— START Provided information —
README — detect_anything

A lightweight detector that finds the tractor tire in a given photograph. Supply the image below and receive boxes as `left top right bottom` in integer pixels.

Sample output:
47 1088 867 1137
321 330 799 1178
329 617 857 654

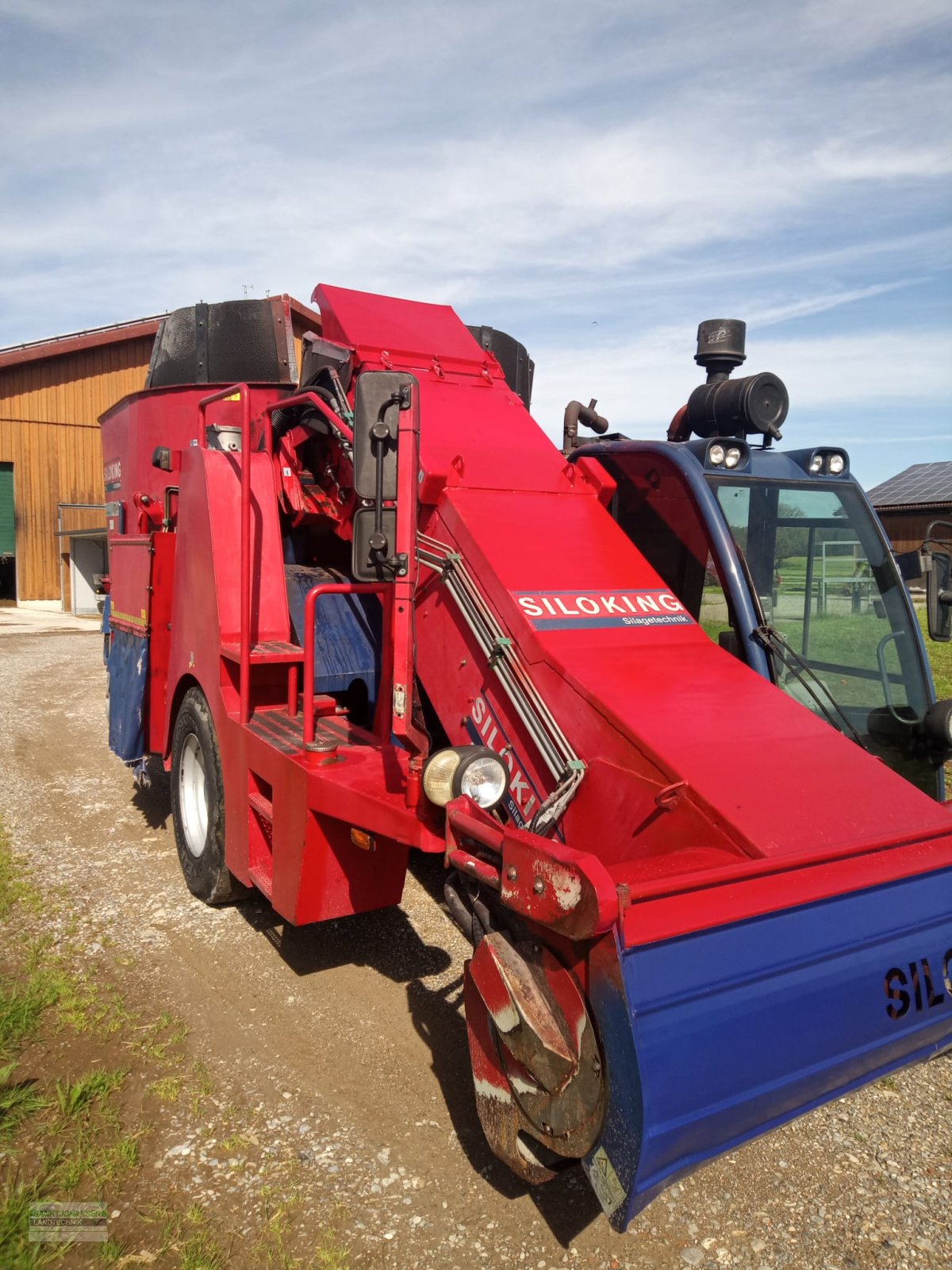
— END Provided information —
Switch "tractor tire" to "hay bale" throughout the listing and reproduce every other line unchanged. Leave the picture out of your output.

*Output for this task*
README — detect_anything

A lightweight detector that finds the hay bale in a given photograph. Supply the image below and receive boxes as `left top right bottom` in integer pixels.

Sample output:
47 1088 867 1137
321 330 799 1178
329 617 857 654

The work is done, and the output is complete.